= Stella Matutina =

Occult organisation

The Stella Matutina (Morning Star) was an initiatory magical order dedicated to the dissemination of the traditional occult teachings of the earlier Hermetic Order of the Golden Dawn. Originally, the outer order of the Stella Matutina was known as Mystic Rose or Order of the M.R. in the Outer. When occult writer Israel Regardie released documents of the Golden Dawn to the public it was the teachings of the Stella Matutina that he revealed, not those of the original order. The Stella Matutina was one of several daughter organisations into which the Hermetic Order of the Golden Dawn fragmented, including the Alpha et Omega led by John William Brodie-Innes and Macgregor Mathers, the Isis-Urania Temple led by A. E. Waite, and others.

==Origins==
After a revolt of London Adepts against the then-head of the Order (Samuel MacGregor Mathers) in early 1900, the Order segmented into two new groups. Those who remained loyal to Mathers took on the name Alpha et Omega, while the London group took on the name Hermetic Society of the Morgenrothe. The latter group retained such members as Robert Felkin (a British doctor), John William Brodie-Innes, A. E. Waite, William Alexander Ayton, W. B. Yeats and others.

The Morgenrothe had a very short existence before it, too, schismed into two groups. Those who were most interested in Christian Mysticism (led by A. E. Waite) took over the remnants of Isis-Urania, and formed the Independent and Rectified Rite of the Golden Dawn, and later the Fellowship of the Rosy Cross. Those from the Morgenrothe who were more interested in occultism (led by Dr. Felkin) formed the group "Stella Matutina" – naming their Mother Temple "Amoun".

▶ _EXCERPTED DATA_
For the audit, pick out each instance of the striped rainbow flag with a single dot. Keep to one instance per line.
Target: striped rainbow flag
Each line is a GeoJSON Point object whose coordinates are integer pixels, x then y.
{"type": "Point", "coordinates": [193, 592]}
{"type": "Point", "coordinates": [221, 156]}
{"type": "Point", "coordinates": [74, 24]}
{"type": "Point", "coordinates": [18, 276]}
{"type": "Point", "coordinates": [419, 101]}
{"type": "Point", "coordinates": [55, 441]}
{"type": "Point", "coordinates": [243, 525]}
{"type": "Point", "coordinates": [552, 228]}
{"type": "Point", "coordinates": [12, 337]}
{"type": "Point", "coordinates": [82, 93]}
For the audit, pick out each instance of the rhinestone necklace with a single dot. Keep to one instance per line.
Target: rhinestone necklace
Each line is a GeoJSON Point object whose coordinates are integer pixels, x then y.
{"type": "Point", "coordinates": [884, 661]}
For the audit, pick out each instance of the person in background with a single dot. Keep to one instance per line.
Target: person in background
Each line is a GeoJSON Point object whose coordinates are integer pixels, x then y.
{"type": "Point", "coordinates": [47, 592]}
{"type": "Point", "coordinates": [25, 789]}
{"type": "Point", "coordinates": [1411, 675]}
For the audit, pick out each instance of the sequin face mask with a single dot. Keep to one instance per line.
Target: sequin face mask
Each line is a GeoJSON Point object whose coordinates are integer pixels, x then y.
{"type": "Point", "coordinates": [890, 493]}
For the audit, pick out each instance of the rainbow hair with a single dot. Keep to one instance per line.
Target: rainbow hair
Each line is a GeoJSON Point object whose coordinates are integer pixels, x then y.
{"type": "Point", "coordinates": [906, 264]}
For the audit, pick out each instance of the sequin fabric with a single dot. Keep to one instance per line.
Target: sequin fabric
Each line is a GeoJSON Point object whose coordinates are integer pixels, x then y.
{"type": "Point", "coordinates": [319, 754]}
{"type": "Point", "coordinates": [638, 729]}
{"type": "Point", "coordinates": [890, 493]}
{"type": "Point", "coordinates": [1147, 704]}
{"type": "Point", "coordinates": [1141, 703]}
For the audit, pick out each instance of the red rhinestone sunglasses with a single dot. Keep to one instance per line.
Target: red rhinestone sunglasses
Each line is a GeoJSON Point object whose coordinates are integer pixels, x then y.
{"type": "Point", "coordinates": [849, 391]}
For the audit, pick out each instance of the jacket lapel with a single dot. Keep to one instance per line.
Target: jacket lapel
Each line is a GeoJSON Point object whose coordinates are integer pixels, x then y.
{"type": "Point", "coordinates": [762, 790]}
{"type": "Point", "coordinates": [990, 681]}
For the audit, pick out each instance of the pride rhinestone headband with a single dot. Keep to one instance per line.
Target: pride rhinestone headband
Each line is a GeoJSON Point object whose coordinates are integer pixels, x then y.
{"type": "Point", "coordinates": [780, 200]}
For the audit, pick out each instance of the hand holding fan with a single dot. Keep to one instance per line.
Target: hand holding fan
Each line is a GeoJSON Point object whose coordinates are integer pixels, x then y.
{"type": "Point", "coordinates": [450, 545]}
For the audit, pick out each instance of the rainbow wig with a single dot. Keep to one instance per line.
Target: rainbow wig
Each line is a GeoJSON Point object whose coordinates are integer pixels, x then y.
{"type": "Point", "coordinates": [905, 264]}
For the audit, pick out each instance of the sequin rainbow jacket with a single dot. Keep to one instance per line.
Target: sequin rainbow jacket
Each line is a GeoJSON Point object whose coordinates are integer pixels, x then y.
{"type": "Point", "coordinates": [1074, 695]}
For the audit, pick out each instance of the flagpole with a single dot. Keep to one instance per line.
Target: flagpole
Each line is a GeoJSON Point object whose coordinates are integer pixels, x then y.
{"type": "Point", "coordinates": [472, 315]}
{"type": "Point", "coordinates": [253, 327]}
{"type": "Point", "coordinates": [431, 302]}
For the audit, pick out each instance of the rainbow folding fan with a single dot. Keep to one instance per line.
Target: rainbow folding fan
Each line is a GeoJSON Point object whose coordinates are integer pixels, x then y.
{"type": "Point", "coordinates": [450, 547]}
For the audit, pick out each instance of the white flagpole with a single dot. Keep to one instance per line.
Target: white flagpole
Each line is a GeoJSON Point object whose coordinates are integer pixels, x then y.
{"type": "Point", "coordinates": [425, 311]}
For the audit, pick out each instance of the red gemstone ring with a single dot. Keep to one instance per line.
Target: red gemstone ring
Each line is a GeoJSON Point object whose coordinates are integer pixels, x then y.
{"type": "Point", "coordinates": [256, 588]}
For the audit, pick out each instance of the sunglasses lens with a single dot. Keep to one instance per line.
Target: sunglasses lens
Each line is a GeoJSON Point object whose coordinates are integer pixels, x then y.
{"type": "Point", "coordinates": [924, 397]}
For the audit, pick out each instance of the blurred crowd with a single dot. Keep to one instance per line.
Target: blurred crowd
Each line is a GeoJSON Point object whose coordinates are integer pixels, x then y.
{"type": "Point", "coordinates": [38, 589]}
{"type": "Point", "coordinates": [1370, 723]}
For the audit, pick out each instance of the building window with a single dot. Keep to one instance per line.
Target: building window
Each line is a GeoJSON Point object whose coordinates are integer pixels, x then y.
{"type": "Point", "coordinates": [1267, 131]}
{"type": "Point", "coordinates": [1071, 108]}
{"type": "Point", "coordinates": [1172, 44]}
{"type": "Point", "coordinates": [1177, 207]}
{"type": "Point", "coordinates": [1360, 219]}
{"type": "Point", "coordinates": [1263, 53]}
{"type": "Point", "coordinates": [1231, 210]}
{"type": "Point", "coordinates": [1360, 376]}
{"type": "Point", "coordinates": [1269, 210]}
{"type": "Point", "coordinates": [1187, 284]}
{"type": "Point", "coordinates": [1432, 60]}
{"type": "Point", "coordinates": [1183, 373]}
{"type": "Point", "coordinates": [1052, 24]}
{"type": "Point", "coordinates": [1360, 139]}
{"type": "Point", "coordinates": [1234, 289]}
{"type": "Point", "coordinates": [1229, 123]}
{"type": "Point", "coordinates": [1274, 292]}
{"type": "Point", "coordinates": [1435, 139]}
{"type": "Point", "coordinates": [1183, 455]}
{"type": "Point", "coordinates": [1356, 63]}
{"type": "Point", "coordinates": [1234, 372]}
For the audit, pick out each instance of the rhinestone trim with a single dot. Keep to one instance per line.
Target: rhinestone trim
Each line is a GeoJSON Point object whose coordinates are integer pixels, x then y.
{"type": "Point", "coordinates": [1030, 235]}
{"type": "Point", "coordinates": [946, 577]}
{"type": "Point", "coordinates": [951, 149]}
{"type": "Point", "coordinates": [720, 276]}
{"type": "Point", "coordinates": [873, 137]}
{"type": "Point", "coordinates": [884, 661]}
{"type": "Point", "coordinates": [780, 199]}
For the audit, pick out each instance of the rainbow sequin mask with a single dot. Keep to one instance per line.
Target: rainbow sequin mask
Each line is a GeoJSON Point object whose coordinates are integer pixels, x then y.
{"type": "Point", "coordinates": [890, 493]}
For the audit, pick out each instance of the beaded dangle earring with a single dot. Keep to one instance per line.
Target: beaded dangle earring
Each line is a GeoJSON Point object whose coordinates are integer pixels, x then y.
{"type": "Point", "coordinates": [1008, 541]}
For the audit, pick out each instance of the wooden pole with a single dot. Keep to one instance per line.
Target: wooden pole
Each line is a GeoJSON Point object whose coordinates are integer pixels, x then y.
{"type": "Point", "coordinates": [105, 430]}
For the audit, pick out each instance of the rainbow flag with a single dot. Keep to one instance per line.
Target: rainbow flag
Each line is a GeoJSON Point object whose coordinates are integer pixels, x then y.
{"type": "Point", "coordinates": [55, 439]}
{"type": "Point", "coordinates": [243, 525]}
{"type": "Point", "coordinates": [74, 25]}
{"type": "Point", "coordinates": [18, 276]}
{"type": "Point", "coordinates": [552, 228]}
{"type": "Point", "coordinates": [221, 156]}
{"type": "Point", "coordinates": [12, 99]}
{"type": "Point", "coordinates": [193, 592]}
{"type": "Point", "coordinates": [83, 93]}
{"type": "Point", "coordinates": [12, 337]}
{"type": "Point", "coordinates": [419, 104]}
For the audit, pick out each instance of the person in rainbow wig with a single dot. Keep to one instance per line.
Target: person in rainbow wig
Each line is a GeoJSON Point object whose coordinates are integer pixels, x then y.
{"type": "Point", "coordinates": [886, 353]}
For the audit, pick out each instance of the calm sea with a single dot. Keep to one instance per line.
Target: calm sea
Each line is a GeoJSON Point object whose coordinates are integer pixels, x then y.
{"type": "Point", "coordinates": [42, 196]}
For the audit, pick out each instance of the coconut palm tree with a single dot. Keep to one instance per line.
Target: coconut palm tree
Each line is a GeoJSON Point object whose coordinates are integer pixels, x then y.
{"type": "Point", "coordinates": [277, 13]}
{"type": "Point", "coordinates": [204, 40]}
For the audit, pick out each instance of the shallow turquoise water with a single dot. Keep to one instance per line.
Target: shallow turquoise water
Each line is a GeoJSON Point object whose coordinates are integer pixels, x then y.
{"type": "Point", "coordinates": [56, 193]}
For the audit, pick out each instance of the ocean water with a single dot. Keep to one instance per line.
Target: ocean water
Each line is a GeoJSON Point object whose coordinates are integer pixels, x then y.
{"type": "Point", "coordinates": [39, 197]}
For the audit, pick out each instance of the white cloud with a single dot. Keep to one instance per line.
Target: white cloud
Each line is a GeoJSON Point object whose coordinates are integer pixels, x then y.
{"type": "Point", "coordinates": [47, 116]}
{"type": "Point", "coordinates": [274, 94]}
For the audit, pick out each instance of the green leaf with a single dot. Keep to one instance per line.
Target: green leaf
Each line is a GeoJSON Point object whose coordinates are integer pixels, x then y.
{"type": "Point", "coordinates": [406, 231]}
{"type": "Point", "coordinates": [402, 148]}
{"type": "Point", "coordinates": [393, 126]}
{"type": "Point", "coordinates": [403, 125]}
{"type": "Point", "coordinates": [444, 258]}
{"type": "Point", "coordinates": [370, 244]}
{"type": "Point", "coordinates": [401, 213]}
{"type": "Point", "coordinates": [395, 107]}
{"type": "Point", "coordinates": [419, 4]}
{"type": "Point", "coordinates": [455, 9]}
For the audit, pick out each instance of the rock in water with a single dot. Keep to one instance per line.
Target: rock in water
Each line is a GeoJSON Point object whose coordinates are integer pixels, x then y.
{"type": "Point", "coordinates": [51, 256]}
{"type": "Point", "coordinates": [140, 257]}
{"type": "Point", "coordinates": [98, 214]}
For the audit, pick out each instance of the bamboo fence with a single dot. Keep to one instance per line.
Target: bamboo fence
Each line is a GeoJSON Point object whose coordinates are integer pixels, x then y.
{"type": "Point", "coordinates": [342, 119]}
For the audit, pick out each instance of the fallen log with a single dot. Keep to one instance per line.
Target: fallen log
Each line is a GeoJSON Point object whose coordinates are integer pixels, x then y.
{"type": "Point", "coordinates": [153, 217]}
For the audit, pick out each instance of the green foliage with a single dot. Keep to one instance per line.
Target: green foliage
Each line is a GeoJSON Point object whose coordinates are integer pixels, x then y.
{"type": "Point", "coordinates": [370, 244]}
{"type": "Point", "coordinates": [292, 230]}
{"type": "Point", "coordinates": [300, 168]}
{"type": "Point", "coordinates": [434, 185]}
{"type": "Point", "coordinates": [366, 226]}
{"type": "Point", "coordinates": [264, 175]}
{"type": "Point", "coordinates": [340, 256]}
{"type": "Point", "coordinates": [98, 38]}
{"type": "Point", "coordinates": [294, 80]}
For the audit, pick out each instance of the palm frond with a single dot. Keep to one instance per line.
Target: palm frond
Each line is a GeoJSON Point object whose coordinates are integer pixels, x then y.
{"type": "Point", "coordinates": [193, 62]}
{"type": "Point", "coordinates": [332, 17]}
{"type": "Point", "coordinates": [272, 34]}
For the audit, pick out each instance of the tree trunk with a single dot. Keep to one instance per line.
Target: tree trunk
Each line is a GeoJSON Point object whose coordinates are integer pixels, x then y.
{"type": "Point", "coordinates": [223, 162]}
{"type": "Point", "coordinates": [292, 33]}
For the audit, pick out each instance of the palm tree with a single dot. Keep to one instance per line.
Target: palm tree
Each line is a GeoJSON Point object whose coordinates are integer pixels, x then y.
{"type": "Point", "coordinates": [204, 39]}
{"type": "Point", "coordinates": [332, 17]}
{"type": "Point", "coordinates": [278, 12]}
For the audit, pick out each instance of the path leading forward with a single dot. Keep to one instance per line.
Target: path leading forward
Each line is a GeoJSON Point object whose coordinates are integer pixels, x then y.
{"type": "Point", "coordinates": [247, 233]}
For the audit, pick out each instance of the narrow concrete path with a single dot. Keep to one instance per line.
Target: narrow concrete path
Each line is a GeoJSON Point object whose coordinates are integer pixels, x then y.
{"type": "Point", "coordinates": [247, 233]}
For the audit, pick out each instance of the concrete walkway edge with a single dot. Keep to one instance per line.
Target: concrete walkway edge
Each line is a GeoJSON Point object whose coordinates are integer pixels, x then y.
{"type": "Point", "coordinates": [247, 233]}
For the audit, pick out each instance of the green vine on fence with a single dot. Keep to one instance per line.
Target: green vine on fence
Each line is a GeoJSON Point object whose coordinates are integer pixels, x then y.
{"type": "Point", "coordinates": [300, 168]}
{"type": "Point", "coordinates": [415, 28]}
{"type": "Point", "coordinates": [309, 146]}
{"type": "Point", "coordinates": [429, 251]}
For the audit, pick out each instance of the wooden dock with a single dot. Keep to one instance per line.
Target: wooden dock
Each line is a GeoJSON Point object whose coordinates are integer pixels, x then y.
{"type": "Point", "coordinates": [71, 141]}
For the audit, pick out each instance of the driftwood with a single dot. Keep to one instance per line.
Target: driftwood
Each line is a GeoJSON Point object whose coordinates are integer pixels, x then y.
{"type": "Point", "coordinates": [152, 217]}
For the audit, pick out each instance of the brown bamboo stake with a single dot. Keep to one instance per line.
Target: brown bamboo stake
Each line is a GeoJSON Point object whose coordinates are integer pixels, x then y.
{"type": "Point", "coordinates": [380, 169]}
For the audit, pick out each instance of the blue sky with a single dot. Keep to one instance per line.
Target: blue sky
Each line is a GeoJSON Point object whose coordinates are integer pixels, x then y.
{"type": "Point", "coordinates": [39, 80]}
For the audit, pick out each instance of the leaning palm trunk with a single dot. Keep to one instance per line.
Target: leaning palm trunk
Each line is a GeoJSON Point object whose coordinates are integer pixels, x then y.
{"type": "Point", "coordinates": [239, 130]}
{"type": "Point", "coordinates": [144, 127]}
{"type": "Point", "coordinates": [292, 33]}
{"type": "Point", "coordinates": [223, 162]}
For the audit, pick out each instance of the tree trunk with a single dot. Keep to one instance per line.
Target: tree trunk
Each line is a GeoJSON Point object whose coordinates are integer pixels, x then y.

▶ _STATED PROBLEM_
Output the entire Stella Matutina article, word for word. Work from the Stella Matutina article alone, not the records.

▶ _FULL SOLUTION_
= Stella Matutina =

Occult organisation

The Stella Matutina (Morning Star) was an initiatory magical order dedicated to the dissemination of the traditional occult teachings of the earlier Hermetic Order of the Golden Dawn. Originally, the outer order of the Stella Matutina was known as Mystic Rose or Order of the M.R. in the Outer. When occult writer Israel Regardie released documents of the Golden Dawn to the public it was the teachings of the Stella Matutina that he revealed, not those of the original order. The Stella Matutina was one of several daughter organisations into which the Hermetic Order of the Golden Dawn fragmented, including the Alpha et Omega led by John William Brodie-Innes and Macgregor Mathers, the Isis-Urania Temple led by A. E. Waite, and others.

==Origins==
After a revolt of London Adepts against the then-head of the Order (Samuel MacGregor Mathers) in early 1900, the Order segmented into two new groups. Those who remained loyal to Mathers took on the name Alpha et Omega, while the London group took on the name Hermetic Society of the Morgenrothe. The latter group retained such members as Robert Felkin (a British doctor), John William Brodie-Innes, A. E. Waite, William Alexander Ayton, W. B. Yeats and others.

The Morgenrothe had a very short existence before it, too, schismed into two groups. Those who were most interested in Christian Mysticism (led by A. E. Waite) took over the remnants of Isis-Urania, and formed the Independent and Rectified Rite of the Golden Dawn, and later the Fellowship of the Rosy Cross. Those from the Morgenrothe who were more interested in occultism (led by Dr. Felkin) formed the group "Stella Matutina" – naming their Mother Temple "Amoun".